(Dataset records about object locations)

----

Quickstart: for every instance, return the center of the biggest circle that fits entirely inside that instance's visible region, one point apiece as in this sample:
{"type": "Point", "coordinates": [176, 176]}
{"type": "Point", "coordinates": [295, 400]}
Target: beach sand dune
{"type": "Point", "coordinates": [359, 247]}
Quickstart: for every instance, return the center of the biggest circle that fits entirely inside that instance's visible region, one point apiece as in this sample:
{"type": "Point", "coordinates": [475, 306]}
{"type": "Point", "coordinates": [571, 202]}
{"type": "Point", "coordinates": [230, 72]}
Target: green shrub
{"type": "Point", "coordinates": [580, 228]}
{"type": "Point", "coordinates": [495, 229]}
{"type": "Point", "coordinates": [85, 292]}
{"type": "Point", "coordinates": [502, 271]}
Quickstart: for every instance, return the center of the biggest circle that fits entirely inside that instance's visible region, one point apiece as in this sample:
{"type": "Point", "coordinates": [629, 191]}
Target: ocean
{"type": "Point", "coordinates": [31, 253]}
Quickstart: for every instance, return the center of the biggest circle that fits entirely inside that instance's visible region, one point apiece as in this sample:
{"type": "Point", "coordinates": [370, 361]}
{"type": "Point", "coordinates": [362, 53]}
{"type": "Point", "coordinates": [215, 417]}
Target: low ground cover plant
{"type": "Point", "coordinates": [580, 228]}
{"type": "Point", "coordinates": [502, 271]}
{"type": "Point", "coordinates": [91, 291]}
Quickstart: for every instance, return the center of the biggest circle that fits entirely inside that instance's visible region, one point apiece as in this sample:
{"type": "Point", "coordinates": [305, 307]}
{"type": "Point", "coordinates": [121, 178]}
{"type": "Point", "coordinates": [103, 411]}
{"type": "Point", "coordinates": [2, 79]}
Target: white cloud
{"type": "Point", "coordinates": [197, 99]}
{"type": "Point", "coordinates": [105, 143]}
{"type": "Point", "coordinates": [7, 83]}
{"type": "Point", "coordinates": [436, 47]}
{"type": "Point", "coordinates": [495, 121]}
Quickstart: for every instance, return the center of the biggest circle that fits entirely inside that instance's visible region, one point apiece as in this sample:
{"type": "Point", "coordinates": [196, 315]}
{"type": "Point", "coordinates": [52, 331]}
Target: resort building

----

**DO THIS**: In this exercise, repeat all entries exactly.

**SOLVED EXERCISE**:
Quickstart: for every instance, return the center of the biggest circle that fits entirely inside that instance's visible region, one point apiece as in this sample:
{"type": "Point", "coordinates": [176, 176]}
{"type": "Point", "coordinates": [295, 400]}
Target: beach sand dune
{"type": "Point", "coordinates": [359, 247]}
Quickstart: for every instance, return the center of the biggest circle that fits entirely inside that instance's visible region, one point apiece as in this sample:
{"type": "Point", "coordinates": [475, 306]}
{"type": "Point", "coordinates": [571, 202]}
{"type": "Point", "coordinates": [230, 72]}
Target: green shrub
{"type": "Point", "coordinates": [580, 228]}
{"type": "Point", "coordinates": [495, 229]}
{"type": "Point", "coordinates": [85, 292]}
{"type": "Point", "coordinates": [502, 271]}
Quickstart: for every instance, return the center of the biggest circle that fits entirely inside that instance's visible region, one point apiece as in this sample:
{"type": "Point", "coordinates": [629, 191]}
Target: ocean
{"type": "Point", "coordinates": [31, 253]}
Quickstart: for every instance, return the center of the biggest circle that fits entirely inside that instance's visible region, one point apiece as in this sample:
{"type": "Point", "coordinates": [370, 361]}
{"type": "Point", "coordinates": [362, 53]}
{"type": "Point", "coordinates": [215, 417]}
Target: low ground cover plant
{"type": "Point", "coordinates": [580, 228]}
{"type": "Point", "coordinates": [502, 271]}
{"type": "Point", "coordinates": [91, 291]}
Quickstart: for every instance, return the center of the biggest circle that fits entirely inside that instance's visible region, one point apiece as in this sample:
{"type": "Point", "coordinates": [305, 307]}
{"type": "Point", "coordinates": [121, 178]}
{"type": "Point", "coordinates": [103, 411]}
{"type": "Point", "coordinates": [2, 79]}
Target: white cloud
{"type": "Point", "coordinates": [197, 99]}
{"type": "Point", "coordinates": [105, 143]}
{"type": "Point", "coordinates": [7, 83]}
{"type": "Point", "coordinates": [436, 47]}
{"type": "Point", "coordinates": [495, 121]}
Quickstart: for every instance, return the center of the biggest circle that fits entirely inside that instance's visible region, one point apiece as in this sample:
{"type": "Point", "coordinates": [196, 315]}
{"type": "Point", "coordinates": [52, 331]}
Target: resort building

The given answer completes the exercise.